YOUR INSTRUCTIONS:
Rewrite all of the data below line by line, keeping the wording and the sample coordinate pairs unchanged, but shift every answer coordinate by adding 141 to each number. Leave out the pictures.

■ ■ ■ ■

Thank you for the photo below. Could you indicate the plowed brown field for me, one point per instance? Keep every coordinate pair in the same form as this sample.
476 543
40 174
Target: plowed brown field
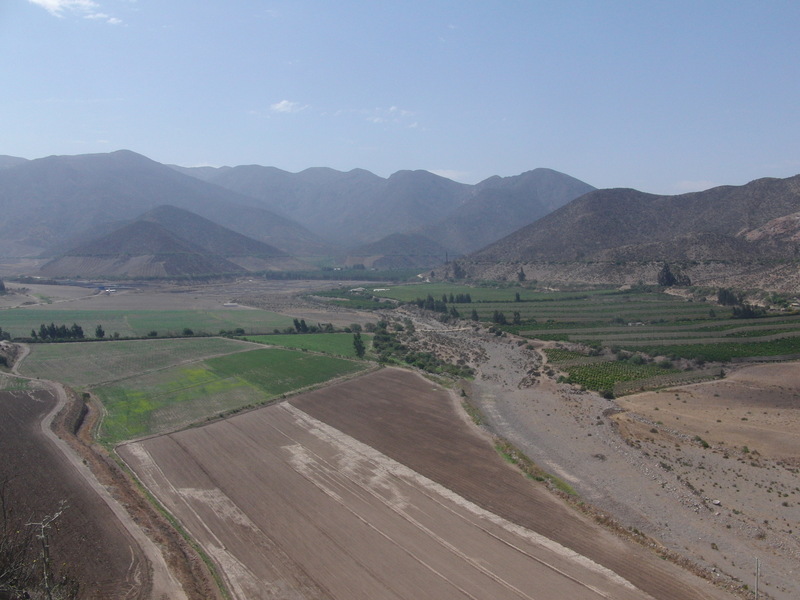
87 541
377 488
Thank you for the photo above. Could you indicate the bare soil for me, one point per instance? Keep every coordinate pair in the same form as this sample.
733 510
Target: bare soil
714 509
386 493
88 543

■ ■ ■ ■

OUTPUT FOR THIS EXERCISE:
Thank you for the photo below. Could you indicate the plowed brown field for me, one point per instance? Keep every coordinate pair in the same form as this sample.
476 543
40 174
Target: plowed brown field
228 682
518 629
Thank you for the photo above. Could you indicate the bare soil for me, one point per instance? Keep every coordinate pair in the same form as this sample.
733 510
Target: bare soil
855 650
527 634
229 684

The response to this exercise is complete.